## [Supplied data]
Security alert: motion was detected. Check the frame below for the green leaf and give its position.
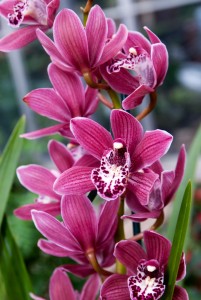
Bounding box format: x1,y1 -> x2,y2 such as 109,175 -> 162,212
0,117 -> 25,227
0,216 -> 32,300
166,122 -> 201,241
163,182 -> 192,300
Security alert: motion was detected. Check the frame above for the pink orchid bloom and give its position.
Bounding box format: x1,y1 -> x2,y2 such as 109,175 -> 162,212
32,195 -> 119,277
54,109 -> 172,203
100,231 -> 188,300
101,27 -> 168,110
0,0 -> 60,52
122,146 -> 186,222
37,5 -> 127,75
21,64 -> 98,139
14,140 -> 98,220
30,268 -> 100,300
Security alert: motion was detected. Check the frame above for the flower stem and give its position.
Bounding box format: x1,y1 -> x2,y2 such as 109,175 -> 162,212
107,88 -> 121,108
129,211 -> 164,241
115,197 -> 126,274
136,91 -> 157,121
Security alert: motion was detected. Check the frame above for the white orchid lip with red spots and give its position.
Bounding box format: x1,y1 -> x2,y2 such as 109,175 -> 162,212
91,139 -> 130,200
128,260 -> 165,300
8,0 -> 47,27
107,47 -> 155,87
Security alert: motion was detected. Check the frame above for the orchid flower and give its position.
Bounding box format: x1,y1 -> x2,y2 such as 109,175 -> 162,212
30,268 -> 100,300
21,64 -> 98,139
14,140 -> 98,220
101,231 -> 188,300
0,0 -> 60,52
31,195 -> 119,277
101,27 -> 168,110
33,5 -> 127,75
54,110 -> 172,204
123,146 -> 185,222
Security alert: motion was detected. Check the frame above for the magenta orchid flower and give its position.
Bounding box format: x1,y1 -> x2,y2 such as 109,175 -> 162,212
54,110 -> 172,203
34,5 -> 127,74
32,195 -> 119,277
101,231 -> 188,300
30,268 -> 100,300
101,27 -> 168,110
123,146 -> 186,222
21,64 -> 98,139
14,140 -> 96,220
0,0 -> 60,52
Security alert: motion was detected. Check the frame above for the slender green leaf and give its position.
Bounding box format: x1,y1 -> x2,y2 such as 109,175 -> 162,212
163,182 -> 192,300
166,122 -> 201,241
0,117 -> 25,227
0,216 -> 32,300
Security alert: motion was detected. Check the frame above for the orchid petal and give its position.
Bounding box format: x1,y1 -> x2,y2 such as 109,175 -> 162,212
20,124 -> 72,140
49,268 -> 77,300
54,166 -> 95,195
114,240 -> 147,274
144,231 -> 171,266
48,64 -> 84,117
131,129 -> 173,170
31,210 -> 80,251
99,24 -> 128,64
61,195 -> 97,251
53,9 -> 89,71
122,84 -> 154,110
0,25 -> 43,52
80,274 -> 100,300
151,43 -> 168,86
111,109 -> 143,153
127,172 -> 158,205
48,140 -> 74,173
70,117 -> 113,159
23,88 -> 70,122
14,201 -> 61,220
86,5 -> 107,66
17,165 -> 60,199
100,274 -> 130,300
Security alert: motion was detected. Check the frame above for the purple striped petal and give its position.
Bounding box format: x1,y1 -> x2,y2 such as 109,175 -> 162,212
49,268 -> 77,300
151,43 -> 168,86
48,140 -> 74,173
99,24 -> 128,65
144,231 -> 171,266
114,240 -> 147,274
61,195 -> 97,251
48,64 -> 84,118
31,210 -> 80,251
54,167 -> 95,195
70,117 -> 113,159
17,165 -> 60,200
110,109 -> 143,154
53,9 -> 89,72
23,88 -> 70,122
80,274 -> 100,300
0,25 -> 44,52
100,274 -> 130,300
122,84 -> 154,110
14,201 -> 61,220
131,129 -> 173,170
127,172 -> 158,205
86,5 -> 107,66
20,124 -> 72,140
172,285 -> 189,300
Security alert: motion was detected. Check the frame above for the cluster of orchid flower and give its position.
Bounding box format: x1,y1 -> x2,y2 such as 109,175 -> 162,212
0,0 -> 188,300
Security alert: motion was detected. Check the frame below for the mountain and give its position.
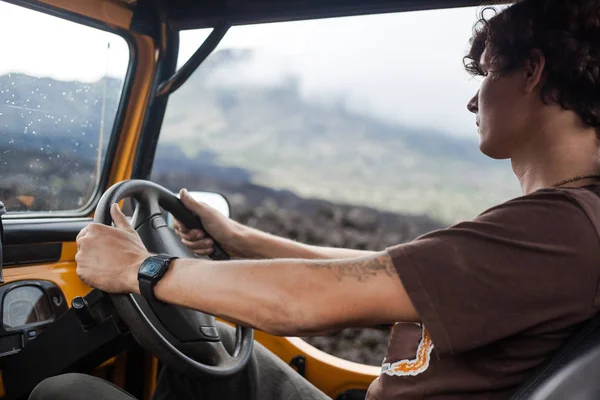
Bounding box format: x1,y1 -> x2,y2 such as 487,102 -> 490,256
0,50 -> 519,220
159,50 -> 519,223
0,73 -> 122,211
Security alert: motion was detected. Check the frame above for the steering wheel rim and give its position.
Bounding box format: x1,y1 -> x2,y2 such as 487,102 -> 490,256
94,180 -> 254,377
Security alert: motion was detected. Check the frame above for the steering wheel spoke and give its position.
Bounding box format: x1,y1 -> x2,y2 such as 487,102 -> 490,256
94,180 -> 254,376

## [Directions]
Recast everything from the line containing "spoke and give its position." down to the end of the material above as a numbered list, leaving out any blank lines.

## [Solution to this problem]
1. Security alert: motion was detected. Check the frame above for the steering wheel spoke and give its position.
2. Bounding box format: x1,y1 -> x2,y2 such as 487,102 -> 490,256
3. 94,180 -> 254,376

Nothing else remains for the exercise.